Runtime: Implement portable support for TCP_KEEPCNT, TCP_KEEPIDLE and TCP_KEEPINTVL socket options

Created on 3 Nov 2017  ·  26Comments  ·  Source: dotnet/runtime

Allow for configuring TCP Keepalive in a portable manner.

Rationale

TCP Keepalive is an optional feature of TCP that is implemented in most widely used OSes and the feature can already be enabled in .NET by using SocketOptionName.KeepAlive.
However, it is not possible, as of now, to set the various keepalive options using a standard .NET API.

Most platforms, more than simply allowing TCP keepalive, provide a subset of the following three options:

  • Keepalive Time
  • Keepalive Interval
  • Keepalive Retry Count

Since Windows 2000, it has been possible to set both Keepalive Time and Keepalive Interval by using SIO_KEEPALIVE_VALS with Winsock IOCTL (Exposed via Socket.IOControl and IOControlCode.KeepAliveValues in .NET)
Under Linux, TCP Keepalive can be configured with setsockopt under the SOL_TCP level. The allowed parameters are TCP_KEEPCNT, TCP_KEEPIDLE and TCP_KEEPINTVL.

It seems OSX also has some good support for the feature since OSX Lion, only using slightly different names than Linux:
https://lists.apple.com/archives/macnetworkprog/2012/Jul/msg00005.html

From the docs, since Windows 10 version 1703 and 1709, settings that are code-compatible with Linux and OSX were introduced:
https://msdn.microsoft.com/en-us/library/windows/desktop/ms738596(v=vs.85).aspx

As explained in https://github.com/dotnet/corefx/issues/14237, it is impossible today to configure TCP keepalive on platforms other than Windows, where Socket.IOControl can do the trick.

Proposed API

enum SocketOptionName
{
//…
    #region SocketOptionLevel.Tcp
//…
    // TCP KeepAlive options
    TcpKeepAliveRetryCount = 16, // TCP_KEEPCNT value from Ws2ipdef.h
    TcpKeepAliveTime = 3, // TCP_KEEPIDLE = TCP_KEEPALIVE value from Ws2ipdef.h
    TcpKeepAliveInterval = 17, // TCP_KEEPINTVL value from Ws2ipdef.h
    #endregion
//…
}

Example

void EnableKeepAlive(Socket socket, byte retryCount, int keepAliveTimeInSeconds, int keepAliveIntervalInSeconds)

- [Challenge 1]:
Answer these questions from the TCP keepalive proposal:
(a) Since which version of Windows has it been possible to set both Keepalive Time and Keepalive Interval with SIO_KEEPALIVE_VALS?
(b) Under Linux, at what level is setsockopt used to configure TCP Keepalive?
(c) What value does the proposed API give to TcpKeepAliveInterval?
- [Challenge 2]: Copy word for word the part of the TCP keepalive proposal that opens with the words "Allow for configuring" and closes with "by using SocketOptionName.KeepAlive.".
The lines that come after this have no connection to the TCP keepalive proposal.

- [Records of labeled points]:

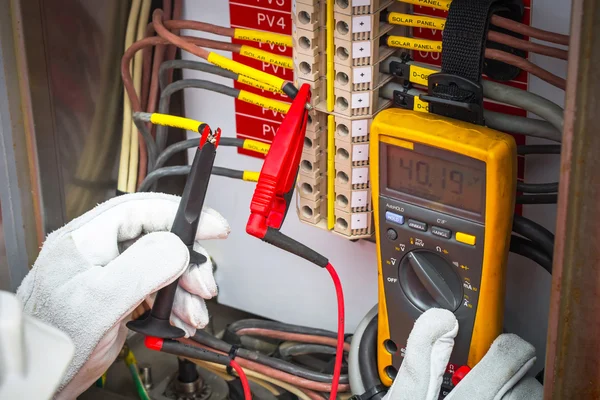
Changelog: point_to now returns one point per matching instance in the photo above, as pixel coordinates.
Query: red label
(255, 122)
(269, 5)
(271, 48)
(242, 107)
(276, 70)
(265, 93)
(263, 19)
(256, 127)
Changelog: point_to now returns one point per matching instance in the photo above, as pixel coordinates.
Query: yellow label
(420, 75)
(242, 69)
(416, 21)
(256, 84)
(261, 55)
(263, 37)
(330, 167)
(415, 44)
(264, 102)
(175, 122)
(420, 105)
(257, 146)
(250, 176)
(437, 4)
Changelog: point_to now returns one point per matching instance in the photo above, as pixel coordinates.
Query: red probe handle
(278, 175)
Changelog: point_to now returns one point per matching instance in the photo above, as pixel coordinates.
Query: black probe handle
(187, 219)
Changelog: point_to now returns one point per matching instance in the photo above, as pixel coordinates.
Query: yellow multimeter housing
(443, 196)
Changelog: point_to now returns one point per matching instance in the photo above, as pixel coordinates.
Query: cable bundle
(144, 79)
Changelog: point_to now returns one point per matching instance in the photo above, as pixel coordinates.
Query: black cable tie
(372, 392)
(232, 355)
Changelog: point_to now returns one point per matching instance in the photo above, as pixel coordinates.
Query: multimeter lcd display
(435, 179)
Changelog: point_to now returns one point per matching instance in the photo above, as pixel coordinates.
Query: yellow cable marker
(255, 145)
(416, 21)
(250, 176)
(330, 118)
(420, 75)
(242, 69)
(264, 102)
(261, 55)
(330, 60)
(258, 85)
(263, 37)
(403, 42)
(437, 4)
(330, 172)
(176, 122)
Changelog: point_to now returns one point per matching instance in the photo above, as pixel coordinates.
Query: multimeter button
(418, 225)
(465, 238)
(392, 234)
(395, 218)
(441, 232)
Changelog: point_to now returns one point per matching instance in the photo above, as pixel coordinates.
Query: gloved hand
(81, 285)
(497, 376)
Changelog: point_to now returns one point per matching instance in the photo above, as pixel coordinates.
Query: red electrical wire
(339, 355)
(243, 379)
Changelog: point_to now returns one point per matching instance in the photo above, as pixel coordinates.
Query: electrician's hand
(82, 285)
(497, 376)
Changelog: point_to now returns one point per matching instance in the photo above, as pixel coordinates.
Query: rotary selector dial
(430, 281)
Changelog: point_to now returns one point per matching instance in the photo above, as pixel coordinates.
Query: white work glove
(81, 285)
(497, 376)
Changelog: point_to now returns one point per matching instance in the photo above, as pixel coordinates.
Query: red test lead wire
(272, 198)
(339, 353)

- [Worked solution 1]:
(a) Windows 2000
(b) SOL_TCP
(c) 17

- [Worked solution 2]:
Allow for configuring TCP Keepalive in a portable manner.

Rationale

TCP Keepalive is an optional feature of TCP that is implemented in most widely used OSes and the feature can already be enabled in .NET by using SocketOptionName.KeepAlive.